**Исходный текст:**

###

«Ее отношение к татарам было трогательным…» Анна Ахматова потомок дворянского татарского рода

Мне от бабушки-татарки

Были редкостью подарки;

И зачем я крещена,

Горько гневалась она.

А пред смертью подобрела

И впервые пожалела,

И вздохнула: «Ах, года!

Вот и внучка молода».

И, простивши нрав мой вздорный,

Завещала перстень черный…

Анна Ахматова «Сказка о черном кольце»

Анну Ахматову смело можно назвать одной из самых ярких, самобытных и талантливых поэтесс Серебряного века. Так же, как когда-то ее современников, так и людей нашего времени интересует не только творчество поэтессы, но и сама личность этой удивительной женщины, особенности и сложности ее характера и, конечно же, перипетии судьбы.
Имя поэтессы до сих пор окутано множеством тайн и мифов. Например, ходили слухи, что ее предки связаны с родом Ахмата — последнего татарского хана Золотой Орды, потомка Чингисхана. Однако, Никаких данных о происхождении рода Ахматовых от хана Ахмата или вообще от ханского рода Чингизидов не имеется.

Ахматовы действительно присутствовали в роду поэтессы: Прасковья Федосеевна Ахматова была прабабкой со стороны матери, но была она не татарской княжной, а русской дворянкой. Но… Ахматовы — старинный дворянский род, происходивший, скорее всего, от служилых татар. Беседуя с поэтом и переводчиком Семеном Липкиным Анна Ахматова  говорила:  «Моя прародительница Ахматова была в родстве с князьями Юсуповыми. А Юсуповы – ветвь от потомков Тамерлана. Сам же Тамерлан был потомком Чингисхана. Следовательно, Чингисхан – мой предок».Липкин на следующий день принёс Ахматовой «Автобиографию» Тамерлана в переводе блестящего востоковеда В.А. Панова, с его же статьёй и комментариями к тексту. Панов категорически отрицал претензии Тимура на родство с Чингисханом:«Это обычная манера генеалогий «Автобиографии» – сближать «героя» с великим родоначальником».Ахматова была недовольна, но всё же примирилась с тем, что она не потомок Чингисхана:«Быть потомком Тамерлана тоже неплохо». Сам  Семен Липкин вспоминал: «Интерес Анны Андреевны Ахматовой к Востоку был деятелен и прочен. Она превосходно знала и глубоко чувствовала библейский эпос и вавилонское сказание о Гильгамеше; она много важного и значительного находила в поэтических и философских воззрениях древних египтян, китайцев, корейцев; ей были хорошо известны исторические судьбы монголов и гуннов с их загадочным появлением на мировой арене; ее волновали чистота и мудрость староперсидской Авесты и более поздней Шах-наме, о которой она любила повторять изречение Мандельштама, что в книге Фирдоуси характеры героев изменяются по роскошному произволу автора.

###

**Предоставленные материалы:**

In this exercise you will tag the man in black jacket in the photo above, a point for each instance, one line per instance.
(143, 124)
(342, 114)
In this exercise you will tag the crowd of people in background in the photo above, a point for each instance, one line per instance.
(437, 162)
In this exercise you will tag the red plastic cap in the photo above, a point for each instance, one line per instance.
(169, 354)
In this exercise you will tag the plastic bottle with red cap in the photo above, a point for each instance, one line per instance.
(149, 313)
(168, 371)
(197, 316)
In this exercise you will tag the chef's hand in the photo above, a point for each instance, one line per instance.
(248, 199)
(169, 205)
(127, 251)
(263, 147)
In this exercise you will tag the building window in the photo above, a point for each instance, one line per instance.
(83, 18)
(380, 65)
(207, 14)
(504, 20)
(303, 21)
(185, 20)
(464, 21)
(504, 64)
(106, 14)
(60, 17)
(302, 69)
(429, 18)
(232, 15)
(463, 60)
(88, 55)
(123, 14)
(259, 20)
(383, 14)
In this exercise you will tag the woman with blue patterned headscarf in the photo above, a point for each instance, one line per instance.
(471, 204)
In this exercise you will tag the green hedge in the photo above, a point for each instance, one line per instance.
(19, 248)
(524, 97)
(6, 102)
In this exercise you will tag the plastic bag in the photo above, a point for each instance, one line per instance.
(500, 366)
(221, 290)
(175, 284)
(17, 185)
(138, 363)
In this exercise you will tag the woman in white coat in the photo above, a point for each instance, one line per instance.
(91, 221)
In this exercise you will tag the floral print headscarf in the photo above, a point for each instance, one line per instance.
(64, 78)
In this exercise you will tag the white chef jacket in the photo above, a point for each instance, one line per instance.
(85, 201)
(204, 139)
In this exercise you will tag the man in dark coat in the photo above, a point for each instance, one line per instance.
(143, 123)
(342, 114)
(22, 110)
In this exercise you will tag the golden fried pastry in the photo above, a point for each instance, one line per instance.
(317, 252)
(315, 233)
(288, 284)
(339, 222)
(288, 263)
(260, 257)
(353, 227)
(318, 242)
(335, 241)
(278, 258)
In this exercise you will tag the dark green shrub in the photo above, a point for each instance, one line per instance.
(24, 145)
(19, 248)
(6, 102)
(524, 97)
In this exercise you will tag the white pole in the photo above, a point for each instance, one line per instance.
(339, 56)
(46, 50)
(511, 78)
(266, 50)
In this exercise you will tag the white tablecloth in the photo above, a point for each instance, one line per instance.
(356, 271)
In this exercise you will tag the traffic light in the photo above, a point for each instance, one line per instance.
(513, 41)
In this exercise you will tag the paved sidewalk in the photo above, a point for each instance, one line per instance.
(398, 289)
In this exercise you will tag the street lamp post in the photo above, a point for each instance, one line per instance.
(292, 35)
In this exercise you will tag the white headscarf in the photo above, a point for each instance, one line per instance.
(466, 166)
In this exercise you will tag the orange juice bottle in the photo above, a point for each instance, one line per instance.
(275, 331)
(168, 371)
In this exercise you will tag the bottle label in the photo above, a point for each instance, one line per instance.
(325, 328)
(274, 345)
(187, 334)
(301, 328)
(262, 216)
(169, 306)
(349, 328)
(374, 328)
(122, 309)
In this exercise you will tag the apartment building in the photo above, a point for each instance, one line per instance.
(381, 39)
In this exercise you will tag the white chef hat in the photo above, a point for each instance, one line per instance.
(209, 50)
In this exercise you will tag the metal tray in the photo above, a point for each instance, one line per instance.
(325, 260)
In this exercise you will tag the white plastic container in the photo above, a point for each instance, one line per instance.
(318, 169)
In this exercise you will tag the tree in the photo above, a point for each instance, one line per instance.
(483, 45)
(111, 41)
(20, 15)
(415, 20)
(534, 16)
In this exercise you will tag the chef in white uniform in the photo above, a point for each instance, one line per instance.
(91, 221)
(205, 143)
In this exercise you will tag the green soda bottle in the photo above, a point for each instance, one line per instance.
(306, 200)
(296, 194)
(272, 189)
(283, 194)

###

**Что сделать:**
• a. Ответьте на вопросы по статье о предках Ахматовой:
(i) Кем приходилась поэтессе Прасковья Федосеевна Ахматова?
(ii) Кто перевел «Автобиографию» Тамерлана, которую Липкин принес Ахматовой?
(iii) Что завещала бабушка-татарка в строках из «Сказки о черном кольце»?
• b. Соответствуют ли статье о предках Ахматовой следующие утверждения? Ответьте «да» или «нет» и приведите подтверждающие слова статьи.
(i) Есть данные о происхождении рода Ахматовых от хана Ахмата.
(ii) Панов признавал родство Тимура с Чингисханом.
(iii) Прасковья Федосеевна Ахматова была русской дворянкой.
• c. Приведите продолжение статьи о предках Ахматовой, начиная сразу после ее последнего предложения.
Перечень к этой работе отношения не имеет.

**Ответы по порядку:**
• a.
(i) Прабабкой со стороны матери.
(ii) Востоковед В.А. Панов.
(iii) Перстень черный.

• b.
(i) Нет: «Никаких данных о происхождении рода Ахматовых от хана Ахмата или вообще от ханского рода Чингизидов не имеется.»
(ii) Нет: «Панов категорически отрицал претензии Тимура на родство с Чингисханом».
(iii) Да: «но была она не татарской княжной, а русской дворянкой».

• c.
Можно ли объяснить этот интерес одним только восточным происхождением нашей прославленной поэтессы? Ее отношение к татарам было трогательным. Однажды, когда в качестве редактора я обратился к ней с просьбой перевести несколько стихотворений татарского классика Тукая (а Анна Андреевна еще не совсем оправилась от болезни), она сказала, улыбаясь одними глазами: «Я сейчас плохая, но своего переведу обязательно».